Exercise instructions => Could you recast the items below as a two-column CSV with the headers item_text and answer, one row per item? Quote every field, turn line breaks into spaces, and leave the pictures out.

Records supplied =>
<<<<
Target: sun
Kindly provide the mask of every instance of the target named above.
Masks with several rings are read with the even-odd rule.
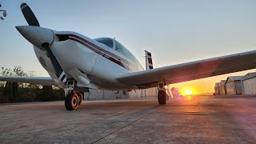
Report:
[[[192,90],[186,90],[185,93],[187,95],[190,95],[190,94],[192,94]]]

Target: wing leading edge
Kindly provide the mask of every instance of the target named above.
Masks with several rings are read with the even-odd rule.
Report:
[[[50,77],[0,76],[0,81],[32,83],[46,86],[56,85],[54,81]]]
[[[158,86],[161,80],[172,84],[254,68],[256,50],[129,73],[116,79],[129,86],[147,88]]]

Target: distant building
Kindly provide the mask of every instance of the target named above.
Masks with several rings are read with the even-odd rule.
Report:
[[[226,80],[221,80],[219,82],[219,94],[225,95],[226,94],[226,88],[225,88]]]
[[[248,73],[241,78],[242,94],[256,94],[256,73]]]
[[[214,90],[215,90],[215,95],[219,95],[219,82],[215,83]]]
[[[225,88],[226,95],[242,94],[241,78],[243,76],[228,77],[226,80]]]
>>>>
The reply =>
item_text,answer
"Target: sun Kindly provide the mask of every instance of the target named above. Masks with several rings are read with the even-odd rule. Report:","[[[192,90],[186,90],[185,93],[187,95],[190,95],[190,94],[192,94]]]"
"Target: wing leading edge Kindly provide the mask of every instance of the target named above. Masks with several rings are read with the even-odd rule. Report:","[[[50,77],[0,76],[0,81],[32,83],[46,86],[56,85],[54,81]]] [[[158,86],[161,80],[172,84],[254,68],[256,50],[129,73],[116,79],[129,86],[147,88]]]"
"Target: distant building Kindly provide the mask of every instance of the target named above. Masks with several rings are read with the even-odd rule. Report:","[[[226,80],[221,80],[219,82],[219,94],[225,95],[226,94],[226,88],[225,88]]] [[[248,73],[241,78],[242,94],[256,94],[256,73]]] [[[214,90],[215,90],[215,95],[219,95],[219,82],[215,83]]] [[[225,88],[226,95],[242,94],[241,78],[243,76],[228,77],[226,80]]]"